The summary is not the whole picture
If you just use summary statistics to describe your data, you can miss the bigger picture, sometimes literally so. In this blog post, I'm going to show you how relying on summaries alone can lead you catastrophically astray and I'm going to tell you how you can avoid making career-damaging mistakes.
The datasaurus is why you need to visualize your data. Source: Alberto Cairo. Open source.
What are summary statistics?
Summary statistics are parameters like the mean, standard deviation, and correlation coefficient; they summarize the properties of the data and the relationship between variables. For example, if the correlation coefficient, r, is about 0.8 for two data sets x and y, we might think there's a relationship between them, but if it's about 0, we might think there isn't.
The use of summary statistics is widely taught, every textbook emphasizes them, and almost everyone uses them. But if you use summary statistics in isolation from other methods you might miss important relationships - you should always visualize your data as we'll see.
Take a look at the four plots below. They're obviously quite different, but they all have the same summary statistics!
......
* [WHAT YOU WILL DO]:
1 – Answer these from the summary statistics post:
(a) Which three parameters are named as examples of summary statistics?
(b) According to the image caption, what is the reason you need to visualize your data?
(c) What do the four plots have in common, despite looking quite different?
2 – Extend the summary statistics post, picking up right after its last sentence.
The stored items listing is separate from the summary statistics post.

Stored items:
......
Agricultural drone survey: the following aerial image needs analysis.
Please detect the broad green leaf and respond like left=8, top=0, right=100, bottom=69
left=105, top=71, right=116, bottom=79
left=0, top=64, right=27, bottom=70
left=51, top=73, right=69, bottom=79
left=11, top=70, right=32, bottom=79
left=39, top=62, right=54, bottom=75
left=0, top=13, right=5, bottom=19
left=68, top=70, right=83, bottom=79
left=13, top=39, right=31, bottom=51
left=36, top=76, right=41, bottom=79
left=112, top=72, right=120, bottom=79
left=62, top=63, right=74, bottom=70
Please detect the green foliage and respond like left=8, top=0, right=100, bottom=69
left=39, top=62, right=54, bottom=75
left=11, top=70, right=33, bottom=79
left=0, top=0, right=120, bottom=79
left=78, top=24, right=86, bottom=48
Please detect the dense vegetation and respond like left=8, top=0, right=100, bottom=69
......
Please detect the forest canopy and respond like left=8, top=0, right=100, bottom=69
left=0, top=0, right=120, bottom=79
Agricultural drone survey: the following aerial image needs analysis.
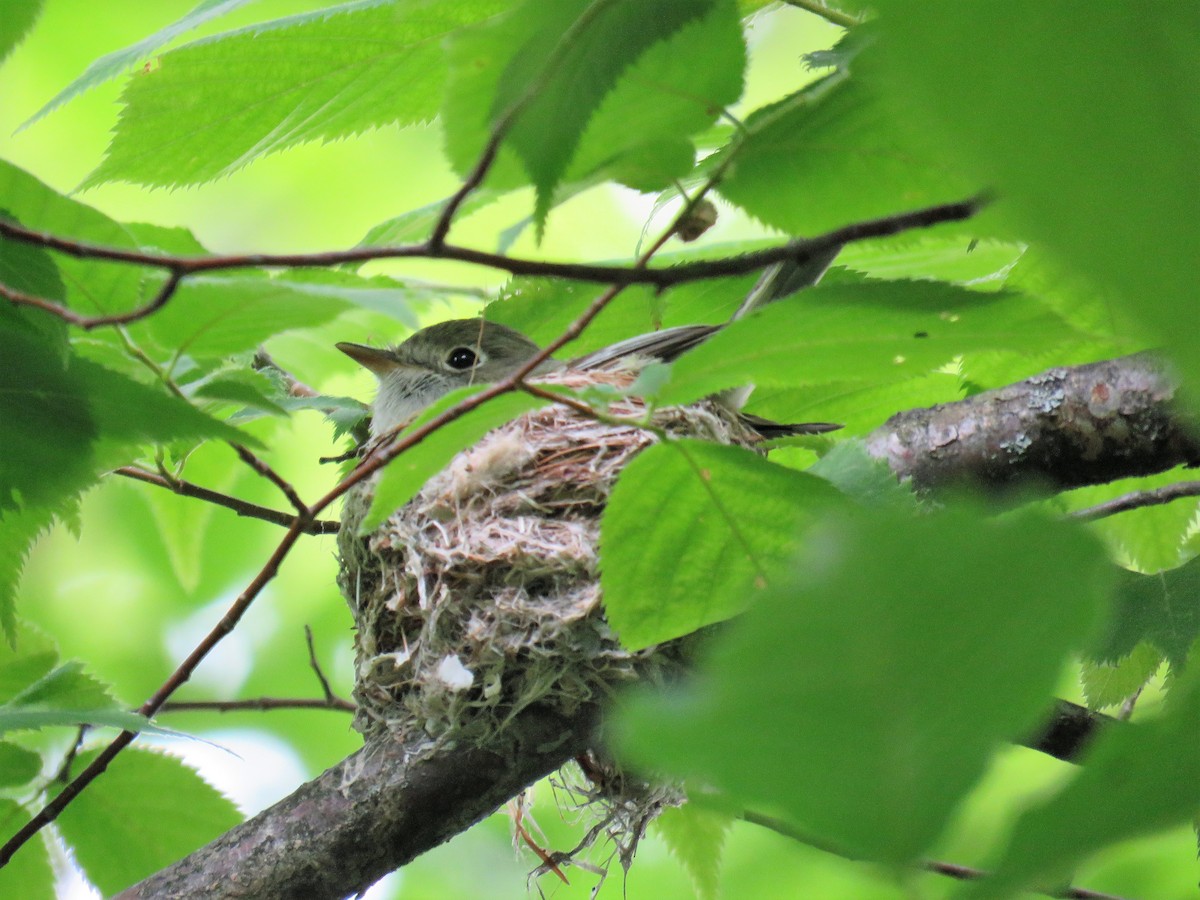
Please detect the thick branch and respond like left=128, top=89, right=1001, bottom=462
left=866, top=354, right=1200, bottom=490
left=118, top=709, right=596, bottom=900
......
* [OUTPUTS]:
1 –
(a) The mean, standard deviation, and correlation coefficient.
(b) The datasaurus.
(c) They all have the same summary statistics.

2 –
Here are the summary statistics data:
|Mean of x||9|
|Sample variance of x :||11|
|Mean of y||7.50|
|Sample variance of y :||4.125|
|Correlation between x and y||0.816|
|Linear regression line||y = 3.00 + 0.500x|
|Coefficient of determination of the linear regression :||0.67|
These plots were developed in 1973 by the statistician Francis Anscombe to make exactly this point: you can't rely on summary statistics, you need to visualize your data. The graphical relationship between the x and y variables are different in each case and imply different things. By plotting the data out, we can see what the relationships are, but summary statistics hide what's going on.
Let's zoom forward to 2016. The justly famous Alberto Cairo tweeted about Anscombe's quartet and illustrated the point with this cool set of summary statistics. He later expanded on his tweet in a short blog post.
|x standard deviation||16.7651|
|y standard deviation||26.9353|
What might you conclude from these summary statistics? I might say, the correlation coefficient is close to zero so there's not much of a relationship between the x and the y variables. I might conclude there's no interesting relationship between the x and y variables - but I would be wrong.
The summary might not mean anything to you, but the visualization surely will. This is the datasaurus data set, the x and the y variables draw out a dinosaur.
The datasaurus dozen
Two researchers at Autodesk Research took things a stage further. They started with Alberto Cairo's datasaurus and created a dozen other charts with exactly the same summary statistics as the datasaurus. Here they all are.
- summary statistics hide a lot
- there are many relationships between variables that will give summary statistics that look like noise
- always visualize your data!